- _Text_:
As in any new fishery, the fish grew quickly and by the time I arrived in
1970, rainbows were so well established that we laughed at folks who had to
measure their trout instead of weighing them. It took a rainbow of 4-5 lbs.
to get any attention and the river record quickly shot up to 16.9 lbs.
There's always those who can't be satisfied! Many fly fishermen wanted brown
trout as well but the Game and Fish guys, who stocked browns in Arkansas's
White River in the middle '40s, nixed the idea. Brown trout, after all,
eat lots of those 75¢ federal trout from the hatchery. Not to be deterred,
those wily fly fishermen ( who shall remain nameless) bought brown trout fry
from an unknown source and placed them in the Little Red under the cover of
darkness one summer night in 1973, following that stocking the next year
with several Vibert hatching boxes full of fertilized brown trout eggs.

- _Dataset extract_:
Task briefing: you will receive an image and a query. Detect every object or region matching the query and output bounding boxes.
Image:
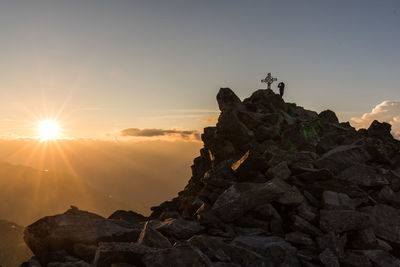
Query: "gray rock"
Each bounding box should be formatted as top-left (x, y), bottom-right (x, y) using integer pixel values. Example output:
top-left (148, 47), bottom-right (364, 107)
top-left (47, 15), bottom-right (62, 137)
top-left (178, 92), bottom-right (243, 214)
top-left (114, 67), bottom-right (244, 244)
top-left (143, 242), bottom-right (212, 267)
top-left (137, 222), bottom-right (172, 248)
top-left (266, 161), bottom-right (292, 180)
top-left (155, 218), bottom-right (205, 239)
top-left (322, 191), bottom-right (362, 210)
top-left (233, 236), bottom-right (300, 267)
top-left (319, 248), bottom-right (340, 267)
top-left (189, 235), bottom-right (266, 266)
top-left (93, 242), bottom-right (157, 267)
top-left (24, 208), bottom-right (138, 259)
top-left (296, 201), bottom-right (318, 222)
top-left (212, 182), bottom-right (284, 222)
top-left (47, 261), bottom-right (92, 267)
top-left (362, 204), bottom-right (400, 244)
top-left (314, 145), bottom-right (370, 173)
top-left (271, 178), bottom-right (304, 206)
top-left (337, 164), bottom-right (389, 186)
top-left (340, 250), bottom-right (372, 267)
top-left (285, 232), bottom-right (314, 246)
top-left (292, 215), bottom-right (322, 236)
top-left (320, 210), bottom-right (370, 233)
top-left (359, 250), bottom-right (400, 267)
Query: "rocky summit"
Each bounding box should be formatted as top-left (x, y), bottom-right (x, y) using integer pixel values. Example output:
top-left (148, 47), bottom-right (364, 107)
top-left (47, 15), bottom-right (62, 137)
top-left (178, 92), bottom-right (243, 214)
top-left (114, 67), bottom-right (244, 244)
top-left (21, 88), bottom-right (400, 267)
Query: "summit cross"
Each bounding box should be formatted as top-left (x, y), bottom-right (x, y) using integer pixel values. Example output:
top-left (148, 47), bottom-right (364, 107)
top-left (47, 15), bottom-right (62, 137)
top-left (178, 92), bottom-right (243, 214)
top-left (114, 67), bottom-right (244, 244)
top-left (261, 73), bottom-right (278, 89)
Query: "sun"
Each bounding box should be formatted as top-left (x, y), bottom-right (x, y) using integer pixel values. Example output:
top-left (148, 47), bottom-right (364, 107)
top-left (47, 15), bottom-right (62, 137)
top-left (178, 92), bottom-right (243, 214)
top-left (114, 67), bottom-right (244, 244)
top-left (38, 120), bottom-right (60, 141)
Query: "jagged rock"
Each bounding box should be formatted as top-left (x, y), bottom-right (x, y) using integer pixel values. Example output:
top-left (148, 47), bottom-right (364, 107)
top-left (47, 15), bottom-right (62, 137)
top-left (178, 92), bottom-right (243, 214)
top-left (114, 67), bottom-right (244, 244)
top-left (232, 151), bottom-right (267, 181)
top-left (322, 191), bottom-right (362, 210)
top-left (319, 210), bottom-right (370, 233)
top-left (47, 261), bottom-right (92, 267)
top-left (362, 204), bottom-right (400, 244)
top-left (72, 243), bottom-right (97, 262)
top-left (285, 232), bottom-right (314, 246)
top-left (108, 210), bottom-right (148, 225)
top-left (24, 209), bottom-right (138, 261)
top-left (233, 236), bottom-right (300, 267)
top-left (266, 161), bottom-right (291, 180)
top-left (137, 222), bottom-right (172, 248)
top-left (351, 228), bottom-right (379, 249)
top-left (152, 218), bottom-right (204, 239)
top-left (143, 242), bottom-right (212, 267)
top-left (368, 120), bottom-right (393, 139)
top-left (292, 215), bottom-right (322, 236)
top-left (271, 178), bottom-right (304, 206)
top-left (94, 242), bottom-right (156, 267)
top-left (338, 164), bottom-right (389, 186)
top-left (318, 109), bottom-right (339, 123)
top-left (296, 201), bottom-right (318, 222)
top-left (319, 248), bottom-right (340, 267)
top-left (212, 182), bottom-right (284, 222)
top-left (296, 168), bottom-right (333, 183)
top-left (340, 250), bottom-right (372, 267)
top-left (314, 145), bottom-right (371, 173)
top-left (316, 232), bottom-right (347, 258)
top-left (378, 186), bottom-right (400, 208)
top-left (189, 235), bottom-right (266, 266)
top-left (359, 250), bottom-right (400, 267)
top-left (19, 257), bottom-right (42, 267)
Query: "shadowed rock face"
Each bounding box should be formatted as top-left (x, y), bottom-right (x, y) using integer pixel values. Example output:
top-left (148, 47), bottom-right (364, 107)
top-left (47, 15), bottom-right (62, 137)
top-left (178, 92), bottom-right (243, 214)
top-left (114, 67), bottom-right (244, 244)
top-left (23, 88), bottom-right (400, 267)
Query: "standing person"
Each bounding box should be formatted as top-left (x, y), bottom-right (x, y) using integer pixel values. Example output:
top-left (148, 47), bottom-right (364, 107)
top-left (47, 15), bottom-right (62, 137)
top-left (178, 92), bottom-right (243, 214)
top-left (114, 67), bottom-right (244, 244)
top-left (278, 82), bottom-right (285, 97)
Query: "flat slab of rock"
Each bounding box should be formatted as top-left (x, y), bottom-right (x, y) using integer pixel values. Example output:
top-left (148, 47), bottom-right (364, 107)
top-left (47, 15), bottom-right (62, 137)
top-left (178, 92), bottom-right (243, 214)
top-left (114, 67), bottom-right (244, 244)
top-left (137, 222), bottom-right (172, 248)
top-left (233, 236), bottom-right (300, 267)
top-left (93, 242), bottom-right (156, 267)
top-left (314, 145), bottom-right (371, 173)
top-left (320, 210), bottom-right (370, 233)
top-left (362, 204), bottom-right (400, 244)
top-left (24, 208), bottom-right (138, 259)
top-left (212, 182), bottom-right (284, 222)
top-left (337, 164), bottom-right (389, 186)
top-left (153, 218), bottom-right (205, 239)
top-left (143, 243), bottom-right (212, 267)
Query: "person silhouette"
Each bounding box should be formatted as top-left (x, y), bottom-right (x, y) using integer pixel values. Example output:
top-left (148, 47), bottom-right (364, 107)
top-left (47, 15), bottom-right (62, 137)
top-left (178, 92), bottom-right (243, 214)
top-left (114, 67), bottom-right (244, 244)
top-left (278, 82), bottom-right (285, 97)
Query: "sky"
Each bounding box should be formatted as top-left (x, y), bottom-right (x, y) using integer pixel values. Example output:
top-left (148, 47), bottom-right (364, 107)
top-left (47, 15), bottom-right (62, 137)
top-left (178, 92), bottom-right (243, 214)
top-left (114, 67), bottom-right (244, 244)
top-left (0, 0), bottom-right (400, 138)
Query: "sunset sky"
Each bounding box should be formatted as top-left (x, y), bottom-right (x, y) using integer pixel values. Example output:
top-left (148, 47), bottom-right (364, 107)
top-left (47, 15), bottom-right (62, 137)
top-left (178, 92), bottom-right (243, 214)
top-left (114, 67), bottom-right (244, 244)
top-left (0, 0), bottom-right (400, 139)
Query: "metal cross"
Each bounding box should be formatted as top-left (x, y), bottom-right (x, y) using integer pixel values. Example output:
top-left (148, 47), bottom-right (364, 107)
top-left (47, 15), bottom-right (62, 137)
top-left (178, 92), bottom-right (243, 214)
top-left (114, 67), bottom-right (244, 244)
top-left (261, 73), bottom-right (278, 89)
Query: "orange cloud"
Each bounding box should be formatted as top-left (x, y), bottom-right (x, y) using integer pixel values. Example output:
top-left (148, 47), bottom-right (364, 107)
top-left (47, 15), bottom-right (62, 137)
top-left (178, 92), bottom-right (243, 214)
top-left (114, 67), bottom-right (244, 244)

- _Challenge_:
Pick up the account of the Little Red River trout fishery after its final sentence and carry it on. The material isn't needed here.

- _Exercise answer_:
Since that time, regulations have been instituted that prohibit such
activity but the Little Red has blossomed into the most phenomenal brown
trout fishery on the planet with the IGFA world record brown to its credit.
This huge female that probably weighed 43-44 lbs. when caught was certified
at 40 lbs. + when it was officially weighed about three days after it was
landed in 1993. Rip Collins, the lucky angler, was out trying to get his
outboard to run when he spotted the huge trout out cruising in the daylight.
He happened to have an ultra-light spinning rod rigged with a 1/64th ounce
green marabou jig and 4 lb. test line. The record brown took on the first
cast and Rip spent the next 40 minutes following her around, trying not to
make her mad!! After getting the fish into his live well, he took it back
across the river to his dock and secured her to his dock with a piece of
clothesline while he called frantically around the nation trying to find
someone with an aquarium suitable to keep the fish alive. Not having any
success, he finally gave up and removed the fish from the water for weighing.
A scale sample revealed that the fish was 17 years old when caught, putting
it in the first age class in the river.
Naturally, there's another world's record brown, weighing probably 50 lbs.,
living under the same undercut bank that yielded the world's record.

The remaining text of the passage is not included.